(Data entries)
****
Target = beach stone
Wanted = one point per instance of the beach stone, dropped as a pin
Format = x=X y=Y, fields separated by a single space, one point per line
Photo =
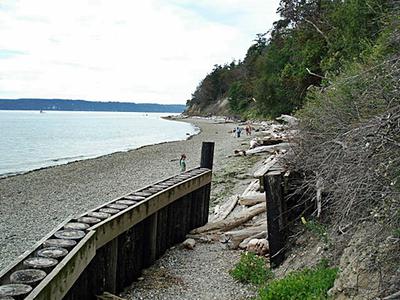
x=59 y=243
x=52 y=252
x=112 y=211
x=118 y=206
x=76 y=226
x=143 y=194
x=258 y=246
x=27 y=276
x=89 y=220
x=70 y=234
x=154 y=189
x=189 y=244
x=15 y=289
x=126 y=202
x=40 y=262
x=135 y=198
x=99 y=214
****
» ABOUT THIS EXERCISE:
Provide only the count of lines within the entries above that include the string "beach".

» EXPECTED ANSWER:
2